» **AUSZUG ZUM LESEN**:
########################################

Otto Hansmann: Zwischen Kontrolle und Freiheit
Rezensiert von Prof. Dr. Dr. habil. Peter Eisenmann, 07.02.2017
Otto Hansmann: Zwischen Kontrolle und Freiheit. Die vierte industrielle Revolution und ihre Gesellschaft. Logos Verlag (Berlin) 2016. 153 Seiten. ISBN 978-3-8325-4209-2. D: 24,00 EUR, A: 24,70 EUR.
Thema
Ausgehend von der Erkenntnis, dass sich „Revolutionen im industriellen Sektor moderner Gesellschaften… dem ‚Gesetz der Beschleunigung‘ ebenso wenig zu entziehen [scheinen], wie der ‚Strukturwandel der Öffentlichkeit‘ “ und heute zudem Entscheidungen an Systeme künstlicher Intelligenz- verbunden mit der Gefahr an Souveränität zu verlieren – abgetreten werden, unternimmt es Hansmann die sogenannte „vierte“ industrielle Revolution in einen differenzierten ideen- und problemgeschichtlichen Zusammenhang zu stellen und argumentativ anzureichern; zudem sollen die anthropologischen wie auch gesellschaftspolitischen Auswirkungen kritisch beleuchtet werden.
Autor
Otto Hansmann studierte zunächst für das Lehramt an Grund- und Hauptschulen, um nach kurzer Lehramtstätigkeit in Tübingen das Studium der Erziehungswissenschaft, Psychologie und Soziologie aufzunehmen und 1981 mit der Promotion zum Dr. rer. soc. abzuschließen. Nach Tätigkeiten als Wiss. Mitarbeiter in Berlin und Karlsruhe erfolgte 1991 die Habilitation und die Forschungs- und Lehrtätigkeit an der Universität Bayreuth, wo er bis zur Emeritierung 2013 als apl. Professor und Akademischer Direktor für Allgemeine Pädagogik lehrte.
Entstehungshintergrund
Das vorliegende Werk ist nach Angabe des Autors inspiriert von zahlreichen Reaktionen auf die im gleichen Verlag erschienene Trilogie zu den Themen:
- Transhumanismus (2015),
- Bildung des Menschen (2014) und
- Kommunikation (2014).
Aufbau
Die auf eine ausführliche Einleitung folgenden vier Hauptkapitel weisen jeweils unterschiedliche Untergliederungen auf, die vor allem in den Kapiteln 2 und 3 sehr differenziert ausfallen. Somit ergibt sich eine mit oftmals wenigen Seiten aufgegliederte Gesamtstruktur.

########################################

» **DATENZEILEN**:
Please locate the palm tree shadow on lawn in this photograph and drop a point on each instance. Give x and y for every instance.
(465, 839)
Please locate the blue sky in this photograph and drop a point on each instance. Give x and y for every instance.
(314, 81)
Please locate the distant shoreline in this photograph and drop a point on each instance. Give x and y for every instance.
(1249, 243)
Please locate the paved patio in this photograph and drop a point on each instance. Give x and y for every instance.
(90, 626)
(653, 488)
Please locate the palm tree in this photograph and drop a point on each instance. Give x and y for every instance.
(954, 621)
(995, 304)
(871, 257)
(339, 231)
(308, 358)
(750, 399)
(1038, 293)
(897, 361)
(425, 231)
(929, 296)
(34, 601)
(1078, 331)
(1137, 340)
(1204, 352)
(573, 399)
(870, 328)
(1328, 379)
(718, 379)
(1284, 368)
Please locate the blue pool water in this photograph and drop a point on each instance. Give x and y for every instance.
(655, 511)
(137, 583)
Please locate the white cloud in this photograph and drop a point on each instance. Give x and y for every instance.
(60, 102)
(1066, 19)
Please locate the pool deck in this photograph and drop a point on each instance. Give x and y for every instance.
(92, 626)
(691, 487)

########################################

» **KURZE ÜBUNG 1**:
Gib den Abschnitt der Rezension wörtlich wieder: Setze bei den Worten „Entstehungshintergrund“ ein und höre nach „Seiten aufgegliederte Gesamtstruktur.“ auf.
» **KURZE ÜBUNG 2**:
Beantworte anhand der Rezension:
(a) In welchem Jahr habilitierte sich Otto Hansmann?
(b) Wie viele Seiten umfasst das besprochene Buch?
(c) Welchem Thema ist der 2015 erschienene Band der Trilogie gewidmet?

» **ERGEBNIS 1**:
Entstehungshintergrund
Das vorliegende Werk ist nach Angabe des Autors inspiriert von zahlreichen Reaktionen auf die im gleichen Verlag erschienene Trilogie zu den Themen:
- Transhumanismus (2015),
- Bildung des Menschen (2014) und
- Kommunikation (2014).
Aufbau
Die auf eine ausführliche Einleitung folgenden vier Hauptkapitel weisen jeweils unterschiedliche Untergliederungen auf, die vor allem in den Kapiteln 2 und 3 sehr differenziert ausfallen. Somit ergibt sich eine mit oftmals wenigen Seiten aufgegliederte Gesamtstruktur.

» **ERGEBNIS 2**:
(a) 1991
(b) 153 Seiten
(c) Transhumanismus